He explained that the drugs that have shown efficacy so far have been used on hospitalised patients and are not even close to being used as prophylaxis or treatment for students.
"Even at the top speed we're going, we don't see a vaccine, playing to the ability of individuals to get back to school this term," Fauci said, putting an official stamp on the medical questions surrounding the swirling debate over school reopening.
Fauci warned the Congress that reopening the economy too soon during the pandemic will result in "needless suffering and death."
He urged the states to "go by the guidelines", referring to the detailed rubric put out by the Centers for Disease Control and Prevention (CDC), but reportedly shelved by the White House.
Fauci, who is self-quarantining after a White House staffer tested positive for the virus, is one among four health experts testifying remotely to a Senate panel.
"At least eight candidate Covid-19 vaccines are in clinical development," Fauci said during his opening remarks. Fauci remained "cautiously optimistic" that at least one vaccine candidate will deliver an "efficacy signal".

■ **Data under study**:

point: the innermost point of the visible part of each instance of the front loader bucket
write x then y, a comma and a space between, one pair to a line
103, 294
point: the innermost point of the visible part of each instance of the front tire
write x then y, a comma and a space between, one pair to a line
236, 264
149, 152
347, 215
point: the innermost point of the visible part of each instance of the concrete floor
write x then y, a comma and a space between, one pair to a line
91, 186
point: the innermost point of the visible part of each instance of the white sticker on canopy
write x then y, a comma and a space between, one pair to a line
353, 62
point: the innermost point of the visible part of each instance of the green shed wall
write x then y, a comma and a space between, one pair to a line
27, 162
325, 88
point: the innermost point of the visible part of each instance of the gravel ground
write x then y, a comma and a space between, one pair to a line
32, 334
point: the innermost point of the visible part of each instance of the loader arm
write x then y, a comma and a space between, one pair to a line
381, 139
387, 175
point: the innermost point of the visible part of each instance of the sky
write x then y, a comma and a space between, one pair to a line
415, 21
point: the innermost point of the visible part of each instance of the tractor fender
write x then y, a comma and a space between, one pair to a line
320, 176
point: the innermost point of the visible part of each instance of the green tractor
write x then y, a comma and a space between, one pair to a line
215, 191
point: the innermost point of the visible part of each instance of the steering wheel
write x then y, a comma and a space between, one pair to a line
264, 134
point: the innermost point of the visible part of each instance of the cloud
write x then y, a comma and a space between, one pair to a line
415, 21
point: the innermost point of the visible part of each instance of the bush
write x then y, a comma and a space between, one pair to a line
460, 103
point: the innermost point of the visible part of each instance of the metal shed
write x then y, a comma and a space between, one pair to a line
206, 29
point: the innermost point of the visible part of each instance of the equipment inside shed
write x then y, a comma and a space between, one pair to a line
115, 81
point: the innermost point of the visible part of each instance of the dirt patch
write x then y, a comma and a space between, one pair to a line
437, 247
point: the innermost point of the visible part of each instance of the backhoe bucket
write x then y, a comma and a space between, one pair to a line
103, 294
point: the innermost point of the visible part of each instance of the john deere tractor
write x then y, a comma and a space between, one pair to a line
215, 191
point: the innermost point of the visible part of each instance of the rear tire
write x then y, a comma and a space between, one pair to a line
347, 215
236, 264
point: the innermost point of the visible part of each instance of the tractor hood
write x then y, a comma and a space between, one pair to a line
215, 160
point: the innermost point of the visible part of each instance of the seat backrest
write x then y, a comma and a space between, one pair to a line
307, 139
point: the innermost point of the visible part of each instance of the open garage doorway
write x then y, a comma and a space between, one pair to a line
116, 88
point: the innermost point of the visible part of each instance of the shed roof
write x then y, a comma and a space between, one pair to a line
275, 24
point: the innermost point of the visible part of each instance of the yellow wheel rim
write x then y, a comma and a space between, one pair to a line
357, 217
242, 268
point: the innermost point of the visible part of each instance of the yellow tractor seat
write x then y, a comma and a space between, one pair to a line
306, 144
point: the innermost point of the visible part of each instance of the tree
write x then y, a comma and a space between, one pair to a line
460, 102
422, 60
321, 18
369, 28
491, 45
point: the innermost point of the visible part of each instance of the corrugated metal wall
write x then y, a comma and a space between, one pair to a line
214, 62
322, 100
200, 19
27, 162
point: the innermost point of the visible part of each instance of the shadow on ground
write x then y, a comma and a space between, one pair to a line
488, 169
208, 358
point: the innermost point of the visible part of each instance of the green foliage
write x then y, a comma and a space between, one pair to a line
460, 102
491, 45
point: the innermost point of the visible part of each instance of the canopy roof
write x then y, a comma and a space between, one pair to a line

■ **Task set**:
1 – According to the Fauci excerpt, how many candidate Covid-19 vaccines are in clinical development?
2 – Does the Fauci excerpt agree with each statement? (a) Fauci testified in person before the Senate panel. (b) Fauci is self-quarantining because a White House staffer tested positive. (c) The drugs that have shown efficacy so far have been used on students.
Answer from the Fauci excerpt alone.

■ **Your responses**:
1 – At least eight.

2 –
(a) No: "testifying remotely to a Senate panel."
(b) Yes: "self-quarantining after a White House staffer tested positive for the virus."
(c) No: "have been used on hospitalised patients."